====== DATASET RECORDS

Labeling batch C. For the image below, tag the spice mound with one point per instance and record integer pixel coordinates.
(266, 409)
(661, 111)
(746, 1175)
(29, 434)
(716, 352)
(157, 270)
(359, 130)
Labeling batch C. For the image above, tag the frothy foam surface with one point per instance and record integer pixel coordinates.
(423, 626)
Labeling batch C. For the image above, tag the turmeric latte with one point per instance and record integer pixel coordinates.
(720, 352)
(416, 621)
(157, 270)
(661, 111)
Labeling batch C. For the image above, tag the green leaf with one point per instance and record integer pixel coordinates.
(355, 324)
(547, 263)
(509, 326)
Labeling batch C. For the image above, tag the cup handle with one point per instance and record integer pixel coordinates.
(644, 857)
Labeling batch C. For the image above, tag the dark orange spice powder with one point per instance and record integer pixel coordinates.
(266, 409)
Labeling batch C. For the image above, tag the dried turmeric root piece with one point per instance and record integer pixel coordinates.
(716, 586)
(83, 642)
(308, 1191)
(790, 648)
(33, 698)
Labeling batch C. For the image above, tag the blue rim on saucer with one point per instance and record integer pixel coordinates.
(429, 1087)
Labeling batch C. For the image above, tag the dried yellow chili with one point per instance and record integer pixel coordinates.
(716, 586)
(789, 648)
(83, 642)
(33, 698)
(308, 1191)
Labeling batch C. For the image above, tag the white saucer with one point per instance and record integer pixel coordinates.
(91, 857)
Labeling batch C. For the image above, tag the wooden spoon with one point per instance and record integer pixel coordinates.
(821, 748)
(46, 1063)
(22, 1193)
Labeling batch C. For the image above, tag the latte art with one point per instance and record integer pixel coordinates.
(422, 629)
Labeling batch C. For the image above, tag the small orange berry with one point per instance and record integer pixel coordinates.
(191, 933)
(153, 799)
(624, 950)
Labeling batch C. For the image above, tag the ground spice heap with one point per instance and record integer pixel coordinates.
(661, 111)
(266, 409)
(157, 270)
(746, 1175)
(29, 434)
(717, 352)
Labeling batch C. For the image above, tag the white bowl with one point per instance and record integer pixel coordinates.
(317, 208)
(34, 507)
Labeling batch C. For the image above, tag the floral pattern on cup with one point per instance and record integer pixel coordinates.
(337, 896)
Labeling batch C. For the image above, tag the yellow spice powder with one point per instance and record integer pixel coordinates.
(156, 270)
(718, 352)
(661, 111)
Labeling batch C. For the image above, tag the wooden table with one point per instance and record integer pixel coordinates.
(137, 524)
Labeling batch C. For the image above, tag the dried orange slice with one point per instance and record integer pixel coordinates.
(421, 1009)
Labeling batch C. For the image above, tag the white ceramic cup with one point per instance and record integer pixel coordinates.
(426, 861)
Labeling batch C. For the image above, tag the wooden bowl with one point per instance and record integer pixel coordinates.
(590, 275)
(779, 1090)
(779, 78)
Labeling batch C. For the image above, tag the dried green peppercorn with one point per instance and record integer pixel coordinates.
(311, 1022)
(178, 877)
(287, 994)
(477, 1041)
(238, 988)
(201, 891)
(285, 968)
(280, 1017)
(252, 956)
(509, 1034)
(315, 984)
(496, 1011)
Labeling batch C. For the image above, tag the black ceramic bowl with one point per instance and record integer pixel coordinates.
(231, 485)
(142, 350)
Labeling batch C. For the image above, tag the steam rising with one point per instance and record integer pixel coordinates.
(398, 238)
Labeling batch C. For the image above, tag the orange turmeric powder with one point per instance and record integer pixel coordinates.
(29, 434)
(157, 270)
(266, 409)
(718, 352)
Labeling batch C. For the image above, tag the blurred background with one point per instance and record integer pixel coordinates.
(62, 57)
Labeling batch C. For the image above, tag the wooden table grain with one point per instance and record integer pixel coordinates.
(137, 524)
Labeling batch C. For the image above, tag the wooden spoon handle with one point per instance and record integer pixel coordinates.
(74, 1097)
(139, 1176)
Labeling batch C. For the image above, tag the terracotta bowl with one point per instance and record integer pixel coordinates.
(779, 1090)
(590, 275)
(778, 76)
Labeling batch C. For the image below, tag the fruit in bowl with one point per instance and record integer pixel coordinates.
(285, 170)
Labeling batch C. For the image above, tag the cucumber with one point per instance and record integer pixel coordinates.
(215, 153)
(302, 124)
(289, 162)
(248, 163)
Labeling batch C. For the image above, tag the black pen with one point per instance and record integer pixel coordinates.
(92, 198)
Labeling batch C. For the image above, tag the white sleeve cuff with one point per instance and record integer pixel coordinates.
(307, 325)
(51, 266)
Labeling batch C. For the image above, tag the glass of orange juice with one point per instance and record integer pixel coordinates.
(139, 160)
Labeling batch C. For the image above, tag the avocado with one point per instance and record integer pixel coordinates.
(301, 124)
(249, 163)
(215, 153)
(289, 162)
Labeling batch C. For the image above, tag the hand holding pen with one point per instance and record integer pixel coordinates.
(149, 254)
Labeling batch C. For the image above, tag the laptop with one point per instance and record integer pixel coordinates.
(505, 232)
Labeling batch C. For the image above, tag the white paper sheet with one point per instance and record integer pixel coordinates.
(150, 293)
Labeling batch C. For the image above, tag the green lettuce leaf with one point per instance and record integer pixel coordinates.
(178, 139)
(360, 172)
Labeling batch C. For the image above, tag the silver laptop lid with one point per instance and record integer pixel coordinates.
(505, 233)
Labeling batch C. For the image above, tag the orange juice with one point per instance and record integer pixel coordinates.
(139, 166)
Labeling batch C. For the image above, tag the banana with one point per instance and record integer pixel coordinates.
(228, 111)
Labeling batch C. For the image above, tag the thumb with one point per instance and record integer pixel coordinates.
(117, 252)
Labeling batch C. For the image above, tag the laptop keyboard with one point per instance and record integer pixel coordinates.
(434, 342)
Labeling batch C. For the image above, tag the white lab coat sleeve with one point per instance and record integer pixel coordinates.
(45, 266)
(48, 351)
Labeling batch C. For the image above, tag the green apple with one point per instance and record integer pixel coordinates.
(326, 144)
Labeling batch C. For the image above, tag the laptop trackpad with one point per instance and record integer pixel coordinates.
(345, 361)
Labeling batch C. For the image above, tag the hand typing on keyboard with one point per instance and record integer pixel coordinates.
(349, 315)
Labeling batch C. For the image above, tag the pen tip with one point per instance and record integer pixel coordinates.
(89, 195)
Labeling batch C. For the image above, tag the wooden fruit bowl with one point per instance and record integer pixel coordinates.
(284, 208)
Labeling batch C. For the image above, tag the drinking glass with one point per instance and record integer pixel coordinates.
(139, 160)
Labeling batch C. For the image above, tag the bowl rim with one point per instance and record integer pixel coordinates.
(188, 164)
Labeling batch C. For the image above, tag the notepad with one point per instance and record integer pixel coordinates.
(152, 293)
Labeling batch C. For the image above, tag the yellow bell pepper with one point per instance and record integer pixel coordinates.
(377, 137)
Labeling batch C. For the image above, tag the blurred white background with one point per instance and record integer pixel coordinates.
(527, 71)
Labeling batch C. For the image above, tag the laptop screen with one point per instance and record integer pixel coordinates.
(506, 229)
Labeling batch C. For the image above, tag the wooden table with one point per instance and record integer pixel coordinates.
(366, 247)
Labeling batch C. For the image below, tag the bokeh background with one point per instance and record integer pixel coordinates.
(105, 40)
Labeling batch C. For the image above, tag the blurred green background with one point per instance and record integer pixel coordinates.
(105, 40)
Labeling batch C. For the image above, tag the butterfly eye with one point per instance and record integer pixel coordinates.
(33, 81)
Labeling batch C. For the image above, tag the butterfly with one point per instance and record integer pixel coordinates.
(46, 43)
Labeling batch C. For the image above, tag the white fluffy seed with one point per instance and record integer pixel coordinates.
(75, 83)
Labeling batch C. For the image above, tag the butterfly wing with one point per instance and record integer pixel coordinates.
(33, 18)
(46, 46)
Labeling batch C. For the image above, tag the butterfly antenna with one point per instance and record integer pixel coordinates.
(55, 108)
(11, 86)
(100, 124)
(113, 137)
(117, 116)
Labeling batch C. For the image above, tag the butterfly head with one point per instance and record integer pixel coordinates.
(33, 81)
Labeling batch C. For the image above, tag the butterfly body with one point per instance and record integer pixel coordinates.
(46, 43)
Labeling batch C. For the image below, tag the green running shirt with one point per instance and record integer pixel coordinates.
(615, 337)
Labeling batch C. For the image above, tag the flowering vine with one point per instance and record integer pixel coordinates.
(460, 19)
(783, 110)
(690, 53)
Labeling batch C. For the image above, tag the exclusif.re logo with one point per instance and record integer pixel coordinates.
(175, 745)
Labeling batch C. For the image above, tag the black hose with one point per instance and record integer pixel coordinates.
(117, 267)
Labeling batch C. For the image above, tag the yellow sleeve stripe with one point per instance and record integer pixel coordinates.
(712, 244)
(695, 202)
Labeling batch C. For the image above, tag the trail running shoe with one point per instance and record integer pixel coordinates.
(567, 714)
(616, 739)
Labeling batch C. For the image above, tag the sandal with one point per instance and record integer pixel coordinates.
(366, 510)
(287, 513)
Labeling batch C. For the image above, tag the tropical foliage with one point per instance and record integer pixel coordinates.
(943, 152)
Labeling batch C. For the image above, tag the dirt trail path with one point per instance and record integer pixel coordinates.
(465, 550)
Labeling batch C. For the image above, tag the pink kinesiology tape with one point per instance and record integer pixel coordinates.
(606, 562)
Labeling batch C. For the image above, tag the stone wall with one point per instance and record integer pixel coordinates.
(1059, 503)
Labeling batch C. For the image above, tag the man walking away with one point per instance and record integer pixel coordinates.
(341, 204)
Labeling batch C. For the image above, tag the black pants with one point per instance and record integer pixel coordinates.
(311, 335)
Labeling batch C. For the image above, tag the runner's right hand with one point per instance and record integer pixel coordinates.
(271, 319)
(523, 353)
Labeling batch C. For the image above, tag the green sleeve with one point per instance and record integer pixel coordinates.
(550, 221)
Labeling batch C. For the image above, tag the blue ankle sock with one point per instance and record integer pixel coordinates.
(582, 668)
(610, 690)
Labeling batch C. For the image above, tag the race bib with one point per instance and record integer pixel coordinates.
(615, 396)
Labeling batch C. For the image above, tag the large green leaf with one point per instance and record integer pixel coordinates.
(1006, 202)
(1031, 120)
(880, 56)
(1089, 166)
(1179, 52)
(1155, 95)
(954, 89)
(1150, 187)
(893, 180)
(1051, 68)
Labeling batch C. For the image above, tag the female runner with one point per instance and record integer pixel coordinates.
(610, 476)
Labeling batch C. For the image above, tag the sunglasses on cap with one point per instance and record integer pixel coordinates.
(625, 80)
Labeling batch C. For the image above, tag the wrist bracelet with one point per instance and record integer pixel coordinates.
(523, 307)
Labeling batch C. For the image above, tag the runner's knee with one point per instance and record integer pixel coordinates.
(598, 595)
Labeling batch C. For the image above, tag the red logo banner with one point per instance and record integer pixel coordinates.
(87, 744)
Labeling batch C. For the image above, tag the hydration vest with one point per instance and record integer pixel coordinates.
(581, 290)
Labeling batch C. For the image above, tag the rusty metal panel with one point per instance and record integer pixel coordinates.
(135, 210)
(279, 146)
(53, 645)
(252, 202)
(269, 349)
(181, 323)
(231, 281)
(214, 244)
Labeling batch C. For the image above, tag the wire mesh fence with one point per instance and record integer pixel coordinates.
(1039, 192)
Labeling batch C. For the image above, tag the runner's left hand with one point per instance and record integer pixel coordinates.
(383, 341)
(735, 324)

============

**WHAT THE EXERCISE ASKS**:
Recast the part of the material that opens with the line containing "Labeling batch C. For the image above, tag the dirt" and closes with the line containing "(1059, 503)" as a two-column CSV headed text and answer. Give one row for each tagging line paired with its point, with every field in double quotes and any line breaks replaced by spaces.

**THE REPLY**:
text,answer
"Labeling batch C. For the image above, tag the dirt trail path with one point per instance and record integer pixel coordinates.","(465, 550)"
"Labeling batch C. For the image above, tag the pink kinesiology tape with one point per instance and record integer pixel coordinates.","(606, 562)"
"Labeling batch C. For the image above, tag the stone wall with one point per instance and record integer pixel coordinates.","(1059, 503)"